* _MATERIAL SHOWN_:
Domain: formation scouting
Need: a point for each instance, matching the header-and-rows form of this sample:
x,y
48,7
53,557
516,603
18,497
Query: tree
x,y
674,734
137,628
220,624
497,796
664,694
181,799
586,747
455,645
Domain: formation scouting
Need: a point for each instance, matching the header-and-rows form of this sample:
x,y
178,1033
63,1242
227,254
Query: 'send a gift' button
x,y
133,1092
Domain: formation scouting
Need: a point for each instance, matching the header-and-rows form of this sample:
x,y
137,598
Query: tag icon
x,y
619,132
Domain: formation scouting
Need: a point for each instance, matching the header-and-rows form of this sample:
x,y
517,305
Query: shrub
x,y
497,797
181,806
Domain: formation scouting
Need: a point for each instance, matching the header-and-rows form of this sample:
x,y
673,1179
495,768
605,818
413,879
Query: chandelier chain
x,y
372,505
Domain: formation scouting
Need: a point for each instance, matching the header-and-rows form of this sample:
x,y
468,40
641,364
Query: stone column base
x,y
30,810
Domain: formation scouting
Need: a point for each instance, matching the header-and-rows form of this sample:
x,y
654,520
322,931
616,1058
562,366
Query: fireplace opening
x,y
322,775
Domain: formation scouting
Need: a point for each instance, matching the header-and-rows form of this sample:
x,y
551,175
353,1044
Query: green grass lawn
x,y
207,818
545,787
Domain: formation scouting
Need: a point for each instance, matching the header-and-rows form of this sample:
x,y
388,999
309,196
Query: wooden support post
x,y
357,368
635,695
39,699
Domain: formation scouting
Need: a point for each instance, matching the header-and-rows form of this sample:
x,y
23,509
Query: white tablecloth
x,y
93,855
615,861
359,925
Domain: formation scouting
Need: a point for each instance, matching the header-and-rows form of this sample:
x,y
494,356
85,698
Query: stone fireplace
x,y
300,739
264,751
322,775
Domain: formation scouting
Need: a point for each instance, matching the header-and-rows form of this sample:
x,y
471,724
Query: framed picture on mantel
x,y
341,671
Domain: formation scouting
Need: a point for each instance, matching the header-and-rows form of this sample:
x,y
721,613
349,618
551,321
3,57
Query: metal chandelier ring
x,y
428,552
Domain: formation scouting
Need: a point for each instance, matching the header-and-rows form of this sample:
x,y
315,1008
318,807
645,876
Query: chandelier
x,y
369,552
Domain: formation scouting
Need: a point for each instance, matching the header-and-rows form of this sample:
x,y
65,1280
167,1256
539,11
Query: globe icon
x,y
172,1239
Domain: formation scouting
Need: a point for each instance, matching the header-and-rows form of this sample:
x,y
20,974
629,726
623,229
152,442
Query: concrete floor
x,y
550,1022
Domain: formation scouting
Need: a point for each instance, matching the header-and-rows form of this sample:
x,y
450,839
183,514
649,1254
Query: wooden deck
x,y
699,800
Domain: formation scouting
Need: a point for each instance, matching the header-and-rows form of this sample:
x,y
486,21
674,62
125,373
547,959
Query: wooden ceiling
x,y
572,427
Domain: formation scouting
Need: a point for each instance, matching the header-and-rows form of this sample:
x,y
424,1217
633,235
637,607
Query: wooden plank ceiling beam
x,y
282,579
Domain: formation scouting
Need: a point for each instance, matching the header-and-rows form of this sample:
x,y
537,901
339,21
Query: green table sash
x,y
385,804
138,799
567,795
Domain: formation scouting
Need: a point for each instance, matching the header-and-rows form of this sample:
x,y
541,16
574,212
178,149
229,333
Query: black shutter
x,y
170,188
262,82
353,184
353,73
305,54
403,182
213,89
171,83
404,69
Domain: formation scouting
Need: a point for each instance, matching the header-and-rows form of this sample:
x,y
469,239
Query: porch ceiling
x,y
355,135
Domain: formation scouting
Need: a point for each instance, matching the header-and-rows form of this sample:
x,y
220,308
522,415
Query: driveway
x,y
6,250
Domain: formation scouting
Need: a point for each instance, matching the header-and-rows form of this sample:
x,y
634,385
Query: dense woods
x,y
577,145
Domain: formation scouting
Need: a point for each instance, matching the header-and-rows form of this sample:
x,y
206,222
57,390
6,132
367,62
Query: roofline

* _TO DO_: Copy all the lines, exactly.

* _SOLUTION TO THIS TASK_:
Domain: formation scouting
Need: a point for each instance, matching the header-and-rows form of this sample:
x,y
48,7
53,557
516,603
18,497
Query: tree
x,y
674,734
137,628
220,624
497,796
664,694
181,799
586,747
455,645
Domain: formation scouting
Need: a point for each instance, matching the header-and-rows form of this sample:
x,y
178,1033
63,1242
227,254
Query: 'send a gift' button
x,y
133,1092
Domain: formation scouting
Need: a point for each instance, matching the header-and-rows form of this sample:
x,y
137,598
Query: tag icon
x,y
619,132
Domain: formation scouting
Need: a point for each instance, matching the header-and-rows form of this sample:
x,y
517,305
Query: shrub
x,y
497,797
181,806
Domain: formation scouting
Need: a point for each instance, matching the header-and-rows form of this sample:
x,y
673,1179
495,768
605,818
413,879
Query: chandelier chain
x,y
372,505
Domain: formation scouting
Need: a point for each instance, matching the header-and-rows form of this sample:
x,y
468,40
641,364
Query: stone column base
x,y
30,810
Domain: formation scouting
Need: a point for each instance, matching the header-and-rows form of this sample:
x,y
654,520
322,931
616,1058
562,366
Query: fireplace opening
x,y
322,775
Domain: formation scouting
Need: a point for each instance, matching the header-and-rows form of this sample:
x,y
551,175
353,1044
Query: green grass lawn
x,y
207,818
545,787
Domain: formation scouting
Need: a point for each instance, matching the header-and-rows form of this sample:
x,y
388,999
309,196
Query: wooden support post
x,y
357,368
635,695
39,699
Domain: formation scouting
Need: a point for each instance, matching the header-and-rows form of this sample:
x,y
23,509
Query: white tablecloth
x,y
93,855
615,861
359,925
Domain: formation scouting
Need: a point for each instance, matching the header-and-rows form of this sample:
x,y
494,356
85,698
Query: stone fireplace
x,y
300,739
264,751
322,775
Domain: formation scouting
Need: a point for each instance, matching the header-and-rows form of this sample:
x,y
471,724
Query: framed picture on mantel
x,y
341,671
Domain: formation scouting
Need: a point for each instance, matching the header-and-rows form of this sample:
x,y
721,613
349,618
551,321
3,57
Query: metal chandelier ring
x,y
428,552
Domain: formation scouting
Need: a point for each instance, matching the header-and-rows form of this sample:
x,y
315,1008
318,807
645,876
Query: chandelier
x,y
369,552
Domain: formation scouting
Need: a point for each instance, matching the header-and-rows form of this sample:
x,y
65,1280
167,1256
539,11
Query: globe icon
x,y
172,1239
Domain: formation scouting
Need: a point for each instance, matching the header-and-rows form of this sample:
x,y
20,974
629,726
623,229
152,442
Query: concrete floor
x,y
550,1022
Domain: formation scouting
Need: a point for each instance, matching the header-and-rows form of this sample:
x,y
450,839
183,514
649,1254
Query: wooden deck
x,y
699,800
Domain: formation scouting
Need: a point for each instance, matching the header-and-rows form of this sample:
x,y
486,21
674,62
125,373
547,959
Query: wooden ceiling
x,y
572,427
Domain: formation scouting
Need: a point for each instance, matching the header-and-rows form of this sample:
x,y
424,1217
633,235
637,607
Query: wooden plank ceiling beam
x,y
282,579
Domain: formation scouting
Need: a point for each instance, matching the header-and-rows form of this sample:
x,y
537,901
339,21
Query: green table sash
x,y
385,804
138,799
567,795
Domain: formation scouting
Need: a point for each instance, matching the header-and-rows form of this sample:
x,y
541,16
574,212
178,149
229,333
Query: black shutter
x,y
170,188
262,82
353,184
353,73
305,54
403,182
213,89
171,83
404,69
Domain: formation scouting
Need: a point for each instance, matching the header-and-rows form of this sample:
x,y
469,239
Query: porch ceiling
x,y
355,135
Domain: formation scouting
Need: a point for each instance, matching the header-and-rows form of this sample:
x,y
220,308
522,415
Query: driveway
x,y
6,250
Domain: formation scouting
Need: a point for each instance, matching the header-and-rows form of this sample:
x,y
634,385
Query: dense woods
x,y
577,145
Domain: formation scouting
Need: a point for each instance, matching the header-and-rows form of this sample:
x,y
206,222
57,390
6,132
367,62
Query: roofline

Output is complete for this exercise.